Lay out every line of the records that follow as a numbered list, leaving out blank lines. Omit the pictures from your answer.

(Records for identifying positions)
— BEGIN —
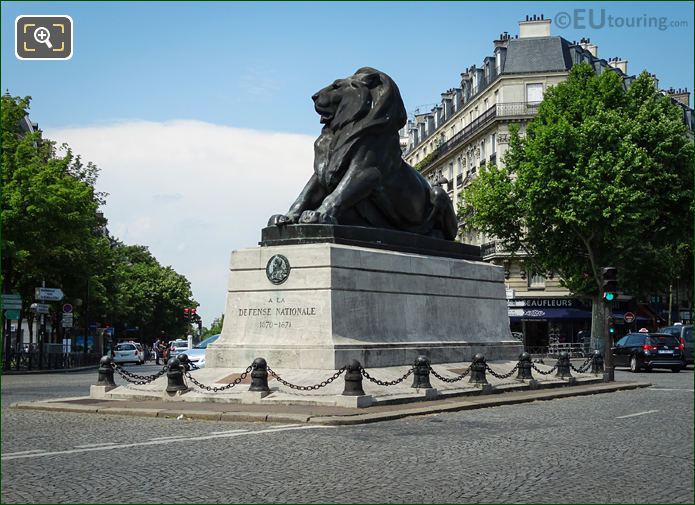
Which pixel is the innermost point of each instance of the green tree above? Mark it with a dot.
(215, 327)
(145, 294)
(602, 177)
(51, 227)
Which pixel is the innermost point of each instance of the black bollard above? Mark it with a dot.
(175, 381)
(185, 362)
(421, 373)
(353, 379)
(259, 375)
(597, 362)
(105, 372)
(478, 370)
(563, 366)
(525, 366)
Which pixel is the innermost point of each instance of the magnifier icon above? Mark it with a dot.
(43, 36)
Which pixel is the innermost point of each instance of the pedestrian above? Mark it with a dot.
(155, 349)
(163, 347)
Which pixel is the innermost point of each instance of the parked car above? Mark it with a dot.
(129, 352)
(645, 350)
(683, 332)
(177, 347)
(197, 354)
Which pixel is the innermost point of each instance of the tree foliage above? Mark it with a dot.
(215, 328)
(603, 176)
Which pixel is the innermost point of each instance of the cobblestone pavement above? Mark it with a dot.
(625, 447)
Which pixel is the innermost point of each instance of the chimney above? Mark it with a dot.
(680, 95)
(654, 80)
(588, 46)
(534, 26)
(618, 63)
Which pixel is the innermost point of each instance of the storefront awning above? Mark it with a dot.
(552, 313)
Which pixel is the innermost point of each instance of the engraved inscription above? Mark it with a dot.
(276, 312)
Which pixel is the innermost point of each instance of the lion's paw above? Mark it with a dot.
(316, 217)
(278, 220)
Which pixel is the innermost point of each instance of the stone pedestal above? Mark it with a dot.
— END —
(SOLUTION TO THIS EXERCISE):
1. Which pixel is the innermost point of each instance of the green tree above? Mark it with a dot.
2. (215, 327)
3. (145, 294)
4. (602, 177)
5. (51, 227)
6. Which pixel is the innermost point of each instance of the black bollard above? Mark it with a dot.
7. (175, 381)
8. (185, 362)
9. (421, 373)
10. (353, 379)
11. (259, 375)
12. (597, 362)
13. (105, 372)
14. (478, 370)
15. (563, 366)
16. (525, 366)
17. Which pixel is the innermost point of each instance of the magnifier icon above? Mark it with a dot.
18. (43, 36)
19. Which pixel is the innermost point of each instance of the pedestrian above? Mark it with a dot.
20. (155, 349)
21. (163, 347)
22. Which pixel is the innermost point of each instance of the parked car above? Mark it with a dot.
23. (129, 352)
24. (645, 350)
25. (683, 332)
26. (177, 347)
27. (197, 354)
28. Which pixel is the innermost point of each instance of the tree foliage above? Mark it with a dot.
29. (215, 328)
30. (603, 176)
31. Which pixel is the innermost point of each instance of the cobblestone pavement above? Mark it with a dot.
32. (625, 447)
33. Which pixel is the innermost point of each instance of the chimney above? Mark it with a dot.
34. (680, 95)
35. (654, 80)
36. (588, 46)
37. (534, 26)
38. (618, 63)
39. Which pixel is the innermost point of each instance of the storefront awning above? Mark it with a dot.
40. (552, 313)
41. Which pixel is the innermost point of each instance of the engraved inscription above? Mark it with a dot.
42. (276, 312)
43. Which pixel is the innermost point of each instance of the lion's paw above? Mark it with a dot.
44. (316, 217)
45. (278, 220)
46. Which pixel is the innermost point of each instance of the stone pedestal above? Mark it with a dot.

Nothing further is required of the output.